SUPPLIED TEXT:
Prior to his studies at Eastman, Aaron graduated from The Pennsylvania State University with a B.M. in flute performance and an M.A. in music theory. His Master’s thesis examined Igor Stravinsky’s compositional process in his opera The Nightingale, which allowed him to travel to the Paul Sacher Stiftung in Basel, Switzerland to examine the composer’s sketch materials for the work. Aaron has continued to incorporate sketch studies into his work, recently traveling to Europe to examine manuscripts for Schubert’s instrumental works through a grant awarded by the Presser Foundation.
In addition to his work on Stravinsky and Schubert, his current research interests include Schenkerian analysis, popular music, opera analysis, and scale theories. In addition, his commitment to pedagogy earned him the Eastman School of Music Teaching Assistant Prize for Excellence in Teaching in 2016.
Outside of music theory, Aaron enjoys rock climbing, hiking, playing chess, cooking, candy making, and attempting to perfect the chocolate-chip cookie. For more information, please visit: www.aaronbgrant.com.

STATED EXERCISE A: Return each line of the entries that contains the word "white", treating uppercase and lowercase as different.

Entries from a point annotation set:
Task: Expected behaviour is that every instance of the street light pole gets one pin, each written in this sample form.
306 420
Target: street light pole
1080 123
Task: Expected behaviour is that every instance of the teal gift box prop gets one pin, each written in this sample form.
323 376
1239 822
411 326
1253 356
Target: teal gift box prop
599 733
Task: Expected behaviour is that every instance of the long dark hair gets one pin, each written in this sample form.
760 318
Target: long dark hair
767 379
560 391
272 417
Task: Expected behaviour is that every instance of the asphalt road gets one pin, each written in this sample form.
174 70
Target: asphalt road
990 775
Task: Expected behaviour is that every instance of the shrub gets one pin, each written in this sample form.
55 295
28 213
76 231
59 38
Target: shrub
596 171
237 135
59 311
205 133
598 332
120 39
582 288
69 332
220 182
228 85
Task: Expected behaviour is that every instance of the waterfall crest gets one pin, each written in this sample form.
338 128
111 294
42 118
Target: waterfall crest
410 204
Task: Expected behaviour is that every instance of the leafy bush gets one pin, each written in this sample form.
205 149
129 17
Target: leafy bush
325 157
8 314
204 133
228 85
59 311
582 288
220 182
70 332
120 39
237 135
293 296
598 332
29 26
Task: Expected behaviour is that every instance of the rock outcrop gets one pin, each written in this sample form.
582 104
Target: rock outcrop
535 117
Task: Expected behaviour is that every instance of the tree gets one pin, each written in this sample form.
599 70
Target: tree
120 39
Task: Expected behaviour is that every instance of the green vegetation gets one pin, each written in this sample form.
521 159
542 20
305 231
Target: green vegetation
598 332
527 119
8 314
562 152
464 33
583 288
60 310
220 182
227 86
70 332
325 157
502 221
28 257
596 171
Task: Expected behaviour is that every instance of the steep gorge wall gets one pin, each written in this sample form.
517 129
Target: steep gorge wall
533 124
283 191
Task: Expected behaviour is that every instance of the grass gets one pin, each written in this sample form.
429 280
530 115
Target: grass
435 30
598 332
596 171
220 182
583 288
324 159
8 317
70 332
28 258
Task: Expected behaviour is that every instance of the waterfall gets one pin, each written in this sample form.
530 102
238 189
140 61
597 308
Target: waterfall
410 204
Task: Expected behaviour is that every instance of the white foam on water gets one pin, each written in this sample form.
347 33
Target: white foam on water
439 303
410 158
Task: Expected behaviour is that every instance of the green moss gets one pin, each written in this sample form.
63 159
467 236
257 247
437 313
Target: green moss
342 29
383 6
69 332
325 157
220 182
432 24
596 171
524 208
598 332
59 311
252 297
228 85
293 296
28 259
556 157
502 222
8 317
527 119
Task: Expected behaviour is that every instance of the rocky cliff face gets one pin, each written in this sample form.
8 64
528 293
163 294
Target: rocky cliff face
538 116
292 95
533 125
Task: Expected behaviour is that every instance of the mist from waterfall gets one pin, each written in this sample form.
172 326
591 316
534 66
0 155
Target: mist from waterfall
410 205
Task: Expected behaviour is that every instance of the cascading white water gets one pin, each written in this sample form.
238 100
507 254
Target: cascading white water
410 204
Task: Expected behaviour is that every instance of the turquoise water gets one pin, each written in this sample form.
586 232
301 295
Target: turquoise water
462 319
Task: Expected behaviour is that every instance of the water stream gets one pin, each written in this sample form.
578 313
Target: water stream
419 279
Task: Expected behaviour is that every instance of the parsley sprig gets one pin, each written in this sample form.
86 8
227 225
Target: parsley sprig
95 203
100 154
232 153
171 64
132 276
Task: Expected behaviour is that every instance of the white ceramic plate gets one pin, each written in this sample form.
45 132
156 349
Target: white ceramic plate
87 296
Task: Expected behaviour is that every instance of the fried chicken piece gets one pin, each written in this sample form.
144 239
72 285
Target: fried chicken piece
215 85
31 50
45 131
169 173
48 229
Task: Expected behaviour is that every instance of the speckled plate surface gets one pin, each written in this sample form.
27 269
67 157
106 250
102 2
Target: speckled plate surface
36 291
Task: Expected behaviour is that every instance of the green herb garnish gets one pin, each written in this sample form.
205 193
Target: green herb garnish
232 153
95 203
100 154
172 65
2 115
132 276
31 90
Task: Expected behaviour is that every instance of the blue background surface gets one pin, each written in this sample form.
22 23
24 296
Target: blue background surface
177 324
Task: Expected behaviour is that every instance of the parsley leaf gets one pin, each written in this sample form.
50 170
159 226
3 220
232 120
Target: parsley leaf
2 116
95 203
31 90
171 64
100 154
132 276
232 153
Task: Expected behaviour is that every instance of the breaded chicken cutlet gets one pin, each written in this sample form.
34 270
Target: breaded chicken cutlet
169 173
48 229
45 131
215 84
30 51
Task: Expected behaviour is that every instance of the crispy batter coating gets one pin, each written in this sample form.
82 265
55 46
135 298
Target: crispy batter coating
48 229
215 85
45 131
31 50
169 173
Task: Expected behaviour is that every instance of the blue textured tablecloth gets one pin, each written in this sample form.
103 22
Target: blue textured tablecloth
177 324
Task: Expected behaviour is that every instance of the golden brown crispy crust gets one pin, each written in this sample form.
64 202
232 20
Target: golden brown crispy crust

STATED EXERCISE B: Write what comes next in the music theorist's profile above, picking up after its final sentence.

WRITTEN ANSWER A:
Task: Expected behaviour is that every instance of the white foam on water gets one pin, each written in this sample form.
Target: white foam on water
Task: Expected behaviour is that every instance of the cascading white water gets one pin, each written in this sample form.
Target: cascading white water
Task: Expected behaviour is that every instance of the white ceramic plate gets one pin, each written in this sample form.
Target: white ceramic plate

WRITTEN ANSWER B:
Trevor Haughton is a Ph.D. student in music theory at Eastman. Originally from New Jersey, Trevor graduated summa cum laude with high honors in both Music and History from Colgate University in 2007, and was also elected to Phi Beta Kappa. He earned his M.M. from the Boston University School of Music in 2010, where he was elected to Pi Kappa Lambda, before coming to Rochester. His diverse research interests include tonal theory, thoroughbass/improvisation, and mathematical modeling.
David Hier is a second-year PhD student in Music Theory. He holds a B.Mus in Composition and Theory and an M.Mus in Composition from McGill University in Montreal, Canada. His research interests include harmony and form in late romantic and early 20th century music, particularly in the work of Max Reger and Arnold Schoenberg. David is also an active composer whose music has been played throughout North America. He came second in the 2012 Sejong Composition Competition and has been commissioned by McGill University and the Transmission Ensemble. In addition to music, David is a film buff, board game fiend and avid cook.
David Keep is a third-year Ph.D. student in music theory at the Eastman School of Music. He earned a Bachelor of Music degree in piano performance from Lawrence University and a Master of Music degree in piano performance from the Jacobs School of Music at Indiana University. His research interests include Brahms, music of the late 19th and early 20th centuries, musical meaning, and the connections between analysis and performance. In addition to music, David’s interests include theology, hiking, and the artwork of J.M.W. Turner.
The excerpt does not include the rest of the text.